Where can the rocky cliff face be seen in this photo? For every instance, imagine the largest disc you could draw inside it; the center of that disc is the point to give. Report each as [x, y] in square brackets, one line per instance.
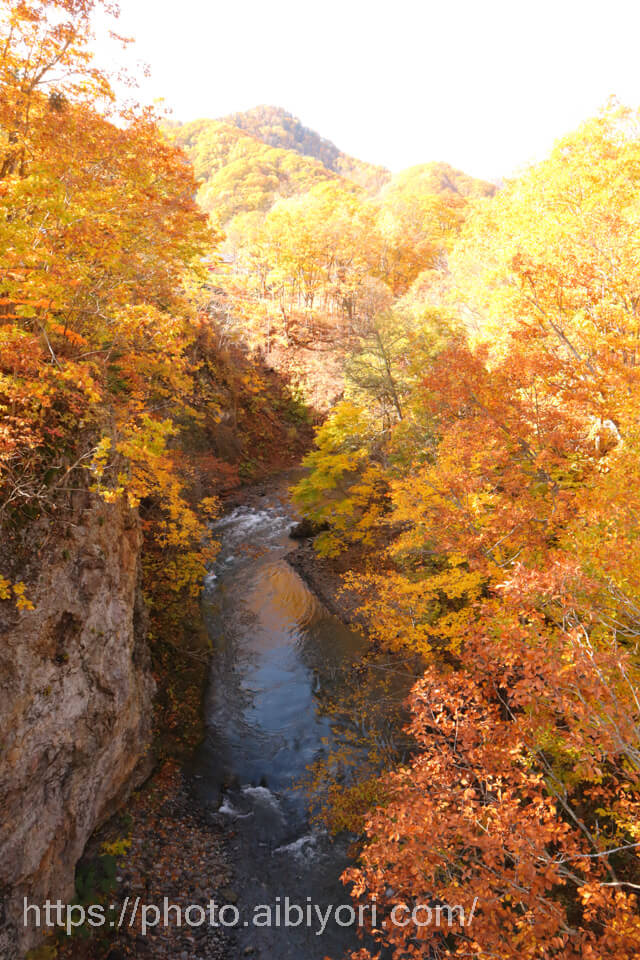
[75, 707]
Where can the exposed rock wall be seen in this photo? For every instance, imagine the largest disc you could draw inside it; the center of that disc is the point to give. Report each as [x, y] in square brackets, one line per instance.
[75, 706]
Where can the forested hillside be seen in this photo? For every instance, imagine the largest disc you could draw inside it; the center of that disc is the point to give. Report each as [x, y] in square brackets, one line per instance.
[178, 304]
[312, 247]
[490, 441]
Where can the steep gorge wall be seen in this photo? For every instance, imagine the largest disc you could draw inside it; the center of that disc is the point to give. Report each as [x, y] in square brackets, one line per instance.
[75, 706]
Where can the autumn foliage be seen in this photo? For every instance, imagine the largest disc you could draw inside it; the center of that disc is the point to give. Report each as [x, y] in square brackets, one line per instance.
[505, 489]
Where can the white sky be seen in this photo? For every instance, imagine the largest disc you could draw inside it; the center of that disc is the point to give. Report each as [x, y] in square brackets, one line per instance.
[486, 85]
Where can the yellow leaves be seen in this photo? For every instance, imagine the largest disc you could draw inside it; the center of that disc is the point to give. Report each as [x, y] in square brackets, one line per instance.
[16, 591]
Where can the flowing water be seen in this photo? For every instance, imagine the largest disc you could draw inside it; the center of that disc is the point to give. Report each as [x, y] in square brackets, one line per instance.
[278, 655]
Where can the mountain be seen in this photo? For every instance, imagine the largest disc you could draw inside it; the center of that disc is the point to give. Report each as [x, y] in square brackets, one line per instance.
[277, 127]
[247, 161]
[439, 178]
[241, 173]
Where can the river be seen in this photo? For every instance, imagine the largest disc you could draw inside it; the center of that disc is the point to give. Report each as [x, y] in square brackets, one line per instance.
[278, 655]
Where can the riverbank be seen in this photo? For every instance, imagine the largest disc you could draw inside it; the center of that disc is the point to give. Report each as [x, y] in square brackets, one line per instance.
[170, 842]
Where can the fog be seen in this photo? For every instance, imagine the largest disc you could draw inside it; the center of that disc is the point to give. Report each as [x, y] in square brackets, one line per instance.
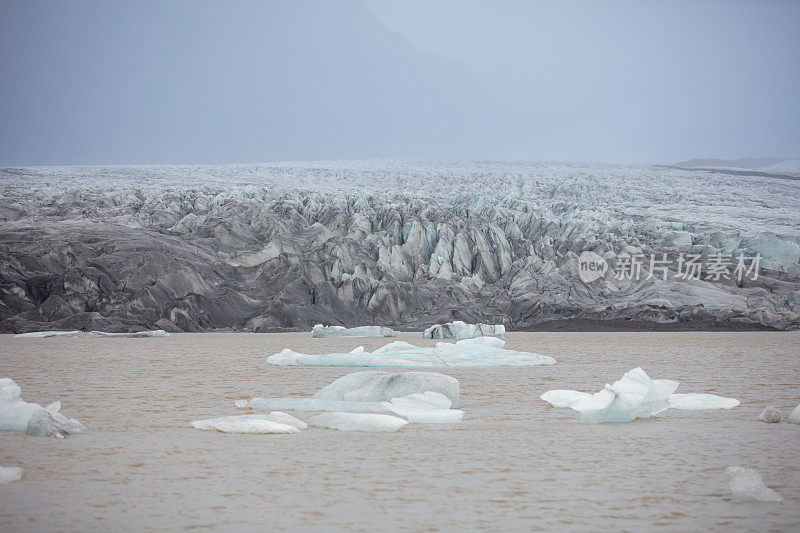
[178, 81]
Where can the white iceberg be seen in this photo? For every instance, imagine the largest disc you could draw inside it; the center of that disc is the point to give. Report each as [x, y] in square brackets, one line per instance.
[48, 422]
[461, 330]
[427, 408]
[771, 415]
[482, 351]
[357, 422]
[91, 334]
[9, 474]
[746, 485]
[275, 422]
[364, 392]
[361, 331]
[794, 416]
[20, 415]
[634, 396]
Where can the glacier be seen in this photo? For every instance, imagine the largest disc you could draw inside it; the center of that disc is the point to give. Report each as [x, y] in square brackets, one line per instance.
[634, 396]
[401, 244]
[319, 331]
[91, 334]
[275, 422]
[357, 422]
[9, 474]
[17, 414]
[481, 351]
[746, 485]
[461, 330]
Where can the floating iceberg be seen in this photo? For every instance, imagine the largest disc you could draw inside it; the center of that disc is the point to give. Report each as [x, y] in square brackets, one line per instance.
[357, 422]
[90, 334]
[794, 416]
[364, 392]
[48, 422]
[482, 351]
[20, 415]
[361, 331]
[461, 330]
[9, 474]
[770, 414]
[275, 422]
[746, 485]
[427, 408]
[634, 396]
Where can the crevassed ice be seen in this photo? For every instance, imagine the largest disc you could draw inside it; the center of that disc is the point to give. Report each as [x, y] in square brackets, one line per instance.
[634, 396]
[461, 330]
[275, 422]
[360, 331]
[481, 351]
[746, 485]
[357, 422]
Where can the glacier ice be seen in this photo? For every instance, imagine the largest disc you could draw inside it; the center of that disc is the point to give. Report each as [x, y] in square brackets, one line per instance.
[9, 474]
[770, 414]
[17, 414]
[275, 422]
[91, 334]
[461, 330]
[746, 485]
[426, 408]
[360, 331]
[357, 422]
[481, 351]
[634, 396]
[701, 401]
[48, 422]
[794, 416]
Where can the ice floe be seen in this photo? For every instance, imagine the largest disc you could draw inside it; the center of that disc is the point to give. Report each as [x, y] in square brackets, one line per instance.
[90, 334]
[9, 474]
[361, 331]
[634, 396]
[364, 392]
[426, 408]
[275, 422]
[481, 351]
[357, 422]
[771, 415]
[746, 485]
[461, 330]
[17, 414]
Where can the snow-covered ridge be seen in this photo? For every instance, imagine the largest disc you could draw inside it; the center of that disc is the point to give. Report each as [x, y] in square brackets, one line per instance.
[400, 244]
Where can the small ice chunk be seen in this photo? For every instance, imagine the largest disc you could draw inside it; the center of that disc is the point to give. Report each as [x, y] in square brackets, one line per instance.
[427, 408]
[794, 416]
[461, 330]
[48, 422]
[360, 331]
[310, 404]
[746, 485]
[770, 414]
[275, 422]
[701, 401]
[9, 474]
[357, 422]
[562, 398]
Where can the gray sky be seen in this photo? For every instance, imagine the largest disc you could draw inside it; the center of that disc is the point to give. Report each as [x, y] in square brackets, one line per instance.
[187, 81]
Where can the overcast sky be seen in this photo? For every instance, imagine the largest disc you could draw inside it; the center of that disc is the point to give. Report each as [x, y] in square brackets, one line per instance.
[193, 81]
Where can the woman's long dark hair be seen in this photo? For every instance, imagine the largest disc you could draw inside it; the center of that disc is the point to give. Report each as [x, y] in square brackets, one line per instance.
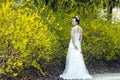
[77, 19]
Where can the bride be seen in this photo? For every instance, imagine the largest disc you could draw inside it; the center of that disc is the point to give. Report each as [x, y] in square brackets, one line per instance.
[75, 67]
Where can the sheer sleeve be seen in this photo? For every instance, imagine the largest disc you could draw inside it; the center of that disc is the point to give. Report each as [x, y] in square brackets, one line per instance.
[73, 36]
[80, 35]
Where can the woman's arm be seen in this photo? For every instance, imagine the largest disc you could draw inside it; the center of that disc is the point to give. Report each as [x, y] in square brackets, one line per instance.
[73, 38]
[80, 35]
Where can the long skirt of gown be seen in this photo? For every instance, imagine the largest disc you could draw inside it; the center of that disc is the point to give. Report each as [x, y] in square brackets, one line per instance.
[75, 67]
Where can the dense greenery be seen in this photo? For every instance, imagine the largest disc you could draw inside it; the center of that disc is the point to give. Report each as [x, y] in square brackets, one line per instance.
[31, 32]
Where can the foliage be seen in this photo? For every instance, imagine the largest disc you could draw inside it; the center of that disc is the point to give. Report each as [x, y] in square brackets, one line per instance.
[29, 33]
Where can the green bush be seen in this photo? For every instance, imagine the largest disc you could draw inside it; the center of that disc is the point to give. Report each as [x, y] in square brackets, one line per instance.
[29, 33]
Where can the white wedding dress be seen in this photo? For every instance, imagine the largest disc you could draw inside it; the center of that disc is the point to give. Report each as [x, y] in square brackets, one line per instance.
[75, 67]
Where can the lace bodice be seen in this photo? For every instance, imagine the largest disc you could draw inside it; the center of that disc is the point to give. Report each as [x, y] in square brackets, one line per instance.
[76, 33]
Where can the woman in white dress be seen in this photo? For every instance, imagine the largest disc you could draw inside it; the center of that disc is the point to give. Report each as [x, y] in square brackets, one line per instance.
[75, 67]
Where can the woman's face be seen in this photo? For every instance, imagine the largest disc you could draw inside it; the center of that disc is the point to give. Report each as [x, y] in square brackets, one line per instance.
[74, 22]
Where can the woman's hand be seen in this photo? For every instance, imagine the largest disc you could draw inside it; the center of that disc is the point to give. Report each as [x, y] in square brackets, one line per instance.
[76, 47]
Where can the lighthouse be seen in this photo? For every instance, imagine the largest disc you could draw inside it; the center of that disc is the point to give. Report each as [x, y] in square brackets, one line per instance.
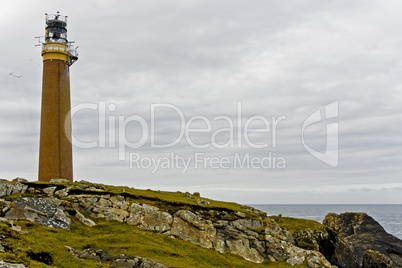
[55, 152]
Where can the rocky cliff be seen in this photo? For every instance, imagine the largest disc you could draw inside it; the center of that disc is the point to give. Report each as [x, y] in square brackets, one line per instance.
[360, 241]
[219, 226]
[86, 213]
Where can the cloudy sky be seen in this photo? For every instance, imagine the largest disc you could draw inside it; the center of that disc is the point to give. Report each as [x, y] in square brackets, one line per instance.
[213, 62]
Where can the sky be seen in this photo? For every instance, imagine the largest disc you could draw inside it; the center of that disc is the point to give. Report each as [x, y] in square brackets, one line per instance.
[268, 102]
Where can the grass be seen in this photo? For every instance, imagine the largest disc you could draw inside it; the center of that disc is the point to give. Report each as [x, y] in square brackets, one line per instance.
[114, 237]
[294, 225]
[166, 201]
[46, 247]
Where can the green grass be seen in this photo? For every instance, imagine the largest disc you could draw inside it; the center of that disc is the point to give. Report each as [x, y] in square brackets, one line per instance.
[116, 238]
[166, 201]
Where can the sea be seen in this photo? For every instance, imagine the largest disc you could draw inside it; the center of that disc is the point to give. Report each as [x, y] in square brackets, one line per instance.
[389, 216]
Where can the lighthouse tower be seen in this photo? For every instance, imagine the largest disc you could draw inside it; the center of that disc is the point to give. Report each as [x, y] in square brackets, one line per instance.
[55, 153]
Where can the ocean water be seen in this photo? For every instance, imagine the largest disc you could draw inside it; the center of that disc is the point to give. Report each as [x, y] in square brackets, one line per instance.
[389, 216]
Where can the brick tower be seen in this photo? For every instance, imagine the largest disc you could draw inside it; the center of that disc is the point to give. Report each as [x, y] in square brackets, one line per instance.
[55, 153]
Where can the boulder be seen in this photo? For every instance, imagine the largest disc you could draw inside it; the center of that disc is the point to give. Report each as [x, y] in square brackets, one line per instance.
[60, 181]
[45, 211]
[86, 221]
[7, 188]
[191, 227]
[149, 217]
[374, 259]
[355, 234]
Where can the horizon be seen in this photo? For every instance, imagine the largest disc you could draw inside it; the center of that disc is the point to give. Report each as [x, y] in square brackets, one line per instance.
[270, 103]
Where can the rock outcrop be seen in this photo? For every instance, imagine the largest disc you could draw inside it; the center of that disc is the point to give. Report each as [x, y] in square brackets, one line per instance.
[45, 211]
[247, 233]
[121, 260]
[358, 237]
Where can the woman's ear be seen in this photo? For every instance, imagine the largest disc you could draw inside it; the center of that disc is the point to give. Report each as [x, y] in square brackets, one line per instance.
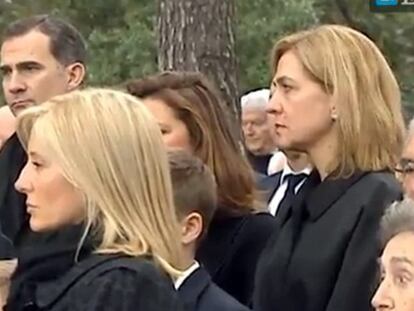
[76, 74]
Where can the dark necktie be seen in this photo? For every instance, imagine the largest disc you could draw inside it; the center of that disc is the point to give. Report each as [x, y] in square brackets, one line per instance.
[286, 203]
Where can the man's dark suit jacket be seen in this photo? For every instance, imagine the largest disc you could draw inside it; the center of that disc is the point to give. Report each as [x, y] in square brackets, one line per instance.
[199, 293]
[333, 266]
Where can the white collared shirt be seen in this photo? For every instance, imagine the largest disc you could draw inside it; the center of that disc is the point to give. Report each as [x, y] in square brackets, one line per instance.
[180, 280]
[281, 190]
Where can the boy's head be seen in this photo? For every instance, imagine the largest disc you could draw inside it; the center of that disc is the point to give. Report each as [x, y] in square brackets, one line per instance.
[195, 195]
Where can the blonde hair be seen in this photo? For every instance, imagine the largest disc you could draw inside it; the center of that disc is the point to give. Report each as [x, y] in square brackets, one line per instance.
[350, 66]
[110, 148]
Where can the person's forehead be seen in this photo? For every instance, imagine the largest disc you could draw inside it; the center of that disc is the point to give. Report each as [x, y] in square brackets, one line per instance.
[400, 246]
[32, 46]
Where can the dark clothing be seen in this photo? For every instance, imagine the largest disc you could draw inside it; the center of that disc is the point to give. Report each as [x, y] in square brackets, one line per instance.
[326, 258]
[231, 250]
[259, 162]
[12, 203]
[199, 293]
[107, 283]
[41, 256]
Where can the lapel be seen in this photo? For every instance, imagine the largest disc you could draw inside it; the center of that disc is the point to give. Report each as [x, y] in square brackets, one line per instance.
[6, 166]
[193, 288]
[48, 293]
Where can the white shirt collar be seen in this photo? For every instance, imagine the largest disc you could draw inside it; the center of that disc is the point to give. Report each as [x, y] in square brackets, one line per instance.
[180, 280]
[288, 171]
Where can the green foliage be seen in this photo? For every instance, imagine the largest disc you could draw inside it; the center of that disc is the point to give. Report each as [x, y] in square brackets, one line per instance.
[122, 41]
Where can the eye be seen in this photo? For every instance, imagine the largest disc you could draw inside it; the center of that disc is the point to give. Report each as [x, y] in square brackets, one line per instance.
[164, 131]
[401, 280]
[36, 164]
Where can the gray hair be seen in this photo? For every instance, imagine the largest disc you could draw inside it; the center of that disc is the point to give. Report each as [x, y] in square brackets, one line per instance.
[398, 218]
[255, 100]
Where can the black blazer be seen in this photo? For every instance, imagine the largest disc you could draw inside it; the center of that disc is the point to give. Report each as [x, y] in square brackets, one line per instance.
[199, 293]
[231, 250]
[269, 184]
[334, 260]
[106, 283]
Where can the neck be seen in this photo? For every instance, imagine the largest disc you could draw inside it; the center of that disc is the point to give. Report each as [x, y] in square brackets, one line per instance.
[298, 163]
[322, 153]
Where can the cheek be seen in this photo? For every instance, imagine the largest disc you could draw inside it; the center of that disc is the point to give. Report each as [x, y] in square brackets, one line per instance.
[178, 138]
[59, 209]
[404, 299]
[308, 117]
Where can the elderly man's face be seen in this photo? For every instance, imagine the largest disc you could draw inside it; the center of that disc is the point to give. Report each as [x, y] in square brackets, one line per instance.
[396, 290]
[407, 168]
[259, 138]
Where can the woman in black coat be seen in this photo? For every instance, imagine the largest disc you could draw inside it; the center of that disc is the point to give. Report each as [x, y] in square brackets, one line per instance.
[113, 181]
[335, 98]
[192, 116]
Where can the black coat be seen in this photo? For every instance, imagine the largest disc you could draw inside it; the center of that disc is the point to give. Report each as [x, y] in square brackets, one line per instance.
[334, 260]
[107, 283]
[199, 293]
[12, 203]
[231, 250]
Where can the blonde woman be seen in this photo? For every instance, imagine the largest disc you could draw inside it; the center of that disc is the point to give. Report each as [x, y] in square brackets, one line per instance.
[334, 97]
[96, 159]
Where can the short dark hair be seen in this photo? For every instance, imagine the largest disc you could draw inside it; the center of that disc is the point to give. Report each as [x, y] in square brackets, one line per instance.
[66, 42]
[194, 187]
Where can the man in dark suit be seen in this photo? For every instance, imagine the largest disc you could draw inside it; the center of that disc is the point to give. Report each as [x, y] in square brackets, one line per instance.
[40, 57]
[196, 200]
[284, 185]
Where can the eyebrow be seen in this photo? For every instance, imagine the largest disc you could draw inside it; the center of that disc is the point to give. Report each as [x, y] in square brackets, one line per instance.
[22, 64]
[281, 79]
[396, 260]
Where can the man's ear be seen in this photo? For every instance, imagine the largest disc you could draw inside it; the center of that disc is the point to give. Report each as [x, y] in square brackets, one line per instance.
[75, 74]
[192, 228]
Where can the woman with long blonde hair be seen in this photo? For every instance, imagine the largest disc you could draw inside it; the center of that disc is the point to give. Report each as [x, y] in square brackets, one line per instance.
[335, 98]
[96, 160]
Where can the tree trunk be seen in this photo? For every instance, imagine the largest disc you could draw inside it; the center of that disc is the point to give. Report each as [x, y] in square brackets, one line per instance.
[197, 35]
###
** WHAT IS EXPECTED **
Copy out the records verbatim, beginning at the line that contains "Where can the tree" and continuing through the last line of the records.

** RESULT FOR THIS EXERCISE **
Where can the tree trunk be seen in this photo? For every instance, imagine the largest disc you could draw inside it; the center of that disc is the point to give. Report each as [x, y] in square brackets, one line per instance.
[197, 35]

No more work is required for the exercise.